==== ИСХОДНЫЙ ТЕКСТ

В первый же день наши войска овладели Яссами, через три дня – Бендерами, освободили столицу Молдавии, юго-западнее Кишинева была окружена крупная группировка врага. Вскоре закончился разгром окруженных войск на восточном берегу реки Прут и попутно ликвидированы части противника, укрывшиеся в лесах юго-западнее города Хуши. 23 августа фашистский режим Антонеску в Румынии был ликвидирован. А 31 августа советские войска вступили в Бухарест.
На следующий же день состоялся мой тренировочный полет над аэродромом на самолете с надписью на борту: «От колхозника Конева Василия Викторовича». Пилотировать не разучился. Машина послушна моей воле, пилотажные фигуры безукоризненны. И я включился в боевую работу полка.
Чтобы не отставать от наступающих войск, мы едва успели перебазироваться с одной точки на другую. В течение месяца сменили пять аэродромов. Каждый из них мне приходилось обследовать первым – для определения годности.
Обычно я летал один на боевом самолете. Но на аэродромы Сибиу, Медиаш и площадки около населенных пунктов Селуш, Сфынта-Анна полет выполнялся на По-2.
Механик «кукурузника» приболел. Петр Козлов знал этот самолет и даже когда-то обслуживал. Его-то и определили со мной во вторую кабину. Но опыт опытом, а следуй закону авиации: доверяя – проверяй. Поэтому я спросил:
– Козлов, ты действительно разбираешься в этой этажерке?

========

ЗАДАНИЯ:
1/ Перескажите, пожалуйста, списком абзац исходного текста выше, начинающийся словами «В первый же день наши войска», и сохраните его основные факты.
2/ Сколько аэродромов сменили в течение месяца, согласно исходному тексту?

==== ПРЕДСТАВЛЕННЫЕ ДАННЫЕ

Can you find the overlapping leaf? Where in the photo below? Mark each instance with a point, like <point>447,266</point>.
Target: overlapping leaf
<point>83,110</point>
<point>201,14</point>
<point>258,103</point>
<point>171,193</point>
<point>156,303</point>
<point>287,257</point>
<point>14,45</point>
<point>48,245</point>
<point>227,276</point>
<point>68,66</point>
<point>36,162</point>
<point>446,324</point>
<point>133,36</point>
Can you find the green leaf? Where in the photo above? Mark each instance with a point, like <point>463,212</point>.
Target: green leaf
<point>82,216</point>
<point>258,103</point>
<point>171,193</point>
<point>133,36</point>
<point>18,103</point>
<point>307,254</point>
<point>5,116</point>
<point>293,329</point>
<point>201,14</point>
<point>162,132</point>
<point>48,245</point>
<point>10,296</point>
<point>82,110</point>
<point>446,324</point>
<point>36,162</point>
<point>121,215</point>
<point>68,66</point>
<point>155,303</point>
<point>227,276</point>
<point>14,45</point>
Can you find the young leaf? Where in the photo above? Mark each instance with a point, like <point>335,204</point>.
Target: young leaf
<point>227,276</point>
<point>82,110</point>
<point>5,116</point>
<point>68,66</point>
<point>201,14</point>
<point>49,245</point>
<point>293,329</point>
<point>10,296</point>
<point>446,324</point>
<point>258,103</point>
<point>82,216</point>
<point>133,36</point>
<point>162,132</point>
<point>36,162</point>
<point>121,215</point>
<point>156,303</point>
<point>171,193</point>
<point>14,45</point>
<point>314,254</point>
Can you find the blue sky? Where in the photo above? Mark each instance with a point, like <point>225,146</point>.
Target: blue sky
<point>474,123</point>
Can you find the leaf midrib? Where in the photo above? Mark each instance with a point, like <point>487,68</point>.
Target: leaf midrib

========

ВЫПОЛНЕННОЕ УПРАЖНЕНИЕ:
1/
- В первый день взяты Яссы, через три дня Бендеры.
- Освобождена столица Молдавии, юго-западнее Кишинева окружена крупная группировка врага.
- Окруженные войска разгромлены на восточном берегу Прута, попутно ликвидированы части противника в лесах юго-западнее Хуши.
- 23 августа в Румынии ликвидирован фашистский режим Антонеску.
- 31 августа советские войска вступили в Бухарест.

2/ Пять аэродромов.